>> Start TEXT

# What would we think of the Fluence Ray?



## ObiQuiet (Oct 9, 2009)

https://fluence.science/technology/ray/

* Cost - in line with fixtures "made for aquariums"

* Specturm - finally, a manufacturer whose spectral specs I would trust ( https://fluence.science/technology/physiospec-broad-spectrum-led-lights/ ) How appropriate for aquatic plants?

* Beam angle - may be too wide

* Intensity - likely good

* Living Room Features - just dimming, though they charge an awful lot for a 0-10V dimmer control


----------



## hoppycalif (Apr 7, 2005)

The light intensities shown on their website make no sense. They are giving PAR numbers without specifying at what distance from the light fixture they made their measurements. Something is missing there, or it is just a sales pitch.


----------



## ObiQuiet (Oct 9, 2009)

It would seem they agree with you, Hoppy.

"To ensure you are getting actual PPFD values over a defined growing area, the following needs to be published by the manufacturer: measurement distance from light source (vertical and horizontal), number of measurements included in the average, and the min/max ratio). Fluence always publishes the average PPFD over a defined growing area at a recommended mounting height for all of our lighting systems." https://fluence.science/science/par-ppf-ppfd-dli/

Though you're right -- I don't readily see where they define the area and distances used to make the measurements...


----------



## ObiQuiet (Oct 9, 2009)

Found it: http://fluence.science/wp-content/uploads/2016/09/High-PPFD-Cultivation-Guide-9.27.16.pdf

µmol/m^2/s


----------



## hoppycalif (Apr 7, 2005)

Thank you. That is good data to keep if anyone is thinking of using one of their light fixtures. It appears to be in the range more appropriate to salt water tanks than to planted tanks.

>> End TEXT
>> Start DATASET CONTENT

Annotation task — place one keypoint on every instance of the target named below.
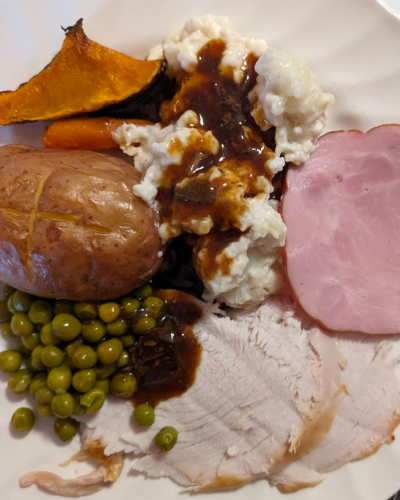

>> End DATASET CONTENT

TO DO -
#1 In the Fluence Ray thread, what does hoppycalif say the website's PAR numbers fail to specify?
#2 Write the next post in the Fluence Ray forum thread, following its final message.
The listing is separate material and has no connection to the Fluence Ray thread.

RESPONSES TO THE EXERCISE -
#1 The distance from the light fixture at which the measurements were made.

#2
----------



## Yorkie (Sep 8, 2014)

Hi Everyone,

Sorry, I'm very late in on this topic being a newcomer but...

When measuring PAR/PPF (Photosynthetic Photon Flux), a special instrument known as an Integrating Sphere is used for this purpose. It captures all the light being emitted from a light source in three dimensions. Please see the following:

https://en.wikipedia.org/wiki/Integrating_sphere

So, it is not necessary to specify distance for PPF measurements as the idea behind this instrument is to capture all the photons being emitted by the light source. However, it is necessary to specify area upon which the light is falling in most applications and this is PPFD, which is Photosynthetic Photon Flux Density. PPF is measured in micromoles/sec and PPFD is measured in micromoles/m^2/sec.

OK, having got that out of the way, I have a BML light fixture which was Fluence's previous incarnation. It was my own design but assembled by BML/Fluence. This fixture is six years old and still going strong.

I will take more time to look at the Fluence Ray details. BTW, does anyone know what it costs?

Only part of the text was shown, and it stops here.